# What you will do:
Please repeat the listing below line for line, without changing anything.

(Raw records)
==================================================

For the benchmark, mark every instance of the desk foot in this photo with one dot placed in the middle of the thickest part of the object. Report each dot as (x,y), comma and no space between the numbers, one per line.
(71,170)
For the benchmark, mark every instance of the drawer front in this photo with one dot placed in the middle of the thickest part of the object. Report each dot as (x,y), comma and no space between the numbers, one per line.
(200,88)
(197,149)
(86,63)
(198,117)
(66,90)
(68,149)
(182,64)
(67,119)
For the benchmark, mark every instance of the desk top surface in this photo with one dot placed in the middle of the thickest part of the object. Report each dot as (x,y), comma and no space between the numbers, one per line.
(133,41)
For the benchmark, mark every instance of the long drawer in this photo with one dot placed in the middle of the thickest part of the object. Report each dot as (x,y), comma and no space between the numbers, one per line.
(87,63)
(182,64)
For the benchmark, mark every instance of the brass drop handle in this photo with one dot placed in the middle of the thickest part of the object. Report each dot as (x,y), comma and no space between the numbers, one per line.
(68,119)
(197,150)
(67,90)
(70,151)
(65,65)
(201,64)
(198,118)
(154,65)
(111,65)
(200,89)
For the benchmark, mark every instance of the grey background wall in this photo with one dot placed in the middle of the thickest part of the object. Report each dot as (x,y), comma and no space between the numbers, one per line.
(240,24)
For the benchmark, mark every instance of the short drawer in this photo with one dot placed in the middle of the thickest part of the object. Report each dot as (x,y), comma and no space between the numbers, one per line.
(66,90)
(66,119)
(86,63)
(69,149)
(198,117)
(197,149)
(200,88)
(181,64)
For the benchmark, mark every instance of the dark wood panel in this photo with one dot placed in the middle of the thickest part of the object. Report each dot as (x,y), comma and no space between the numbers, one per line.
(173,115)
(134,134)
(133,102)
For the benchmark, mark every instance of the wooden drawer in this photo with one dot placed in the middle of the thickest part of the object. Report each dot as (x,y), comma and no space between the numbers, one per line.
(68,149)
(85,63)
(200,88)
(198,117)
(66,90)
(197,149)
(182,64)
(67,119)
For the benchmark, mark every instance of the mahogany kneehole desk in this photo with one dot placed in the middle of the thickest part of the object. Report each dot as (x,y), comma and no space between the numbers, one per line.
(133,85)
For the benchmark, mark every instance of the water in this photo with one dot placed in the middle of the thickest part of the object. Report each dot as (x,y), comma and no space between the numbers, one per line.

==================================================

# Exercise response:
For the benchmark, mark every instance of the desk foot in this photo with one dot placed in the middle of the thickest part of the object. Report each dot as (x,y), comma and no space between the numbers, one per line.
(71,170)
For the benchmark, mark every instance of the drawer front in this photo with one dot placed in the middle of the thickest part of the object. Report each dot as (x,y), comma and no space between the numbers, one per line.
(200,88)
(197,149)
(86,63)
(198,117)
(66,90)
(68,149)
(182,64)
(67,119)
For the benchmark, mark every instance of the desk top surface in this photo with one dot placed in the middle of the thickest part of the object. Report each dot as (x,y), comma and no space between the numbers, one per line.
(133,41)
For the benchmark, mark every instance of the long drawer in this photo with one dot placed in the middle of the thickest part of the object. Report each dot as (x,y), comma and no space between the numbers, one per line.
(87,63)
(182,64)
For the benchmark, mark every instance of the brass drop handle in this photo with one dot placed in the middle of the thickest part of the object. Report each dot as (x,y), comma and no space between the numbers, one per line.
(68,119)
(197,150)
(67,90)
(70,151)
(65,65)
(201,64)
(198,118)
(154,65)
(111,65)
(200,89)
For the benchmark, mark every instance of the grey background wall in this photo with one dot placed in the middle of the thickest part of the object. Report each dot as (x,y), comma and no space between the numbers, one per line.
(240,24)
For the benchmark, mark every instance of the short drawer in this photo with one dot placed in the middle of the thickest part of the object. Report each dot as (x,y), comma and no space between the numbers, one per line.
(66,90)
(66,119)
(86,63)
(69,149)
(198,117)
(197,149)
(200,88)
(181,64)
For the benchmark, mark every instance of the dark wood panel in this photo with one dot placed in the middle of the thickest part of the object. Report each dot as (x,y), comma and no space between the numbers, one per line.
(173,115)
(134,134)
(133,102)
For the benchmark, mark every instance of the wooden drawer in this photo with one dot placed in the middle of the thickest part of the object. Report each dot as (x,y), comma and no space between the numbers, one per line.
(68,149)
(85,63)
(200,88)
(198,117)
(66,90)
(197,149)
(182,64)
(67,119)
For the benchmark, mark every instance of the mahogany kneehole desk in this photo with one dot placed in the middle of the thickest part of the object. Report each dot as (x,y), comma and no space between the numbers, one per line.
(133,85)
For the benchmark, mark every instance of the water in this photo with one dot placed in the middle of the thickest part of the object. Report each dot as (x,y), comma and no space between the numbers, one per line.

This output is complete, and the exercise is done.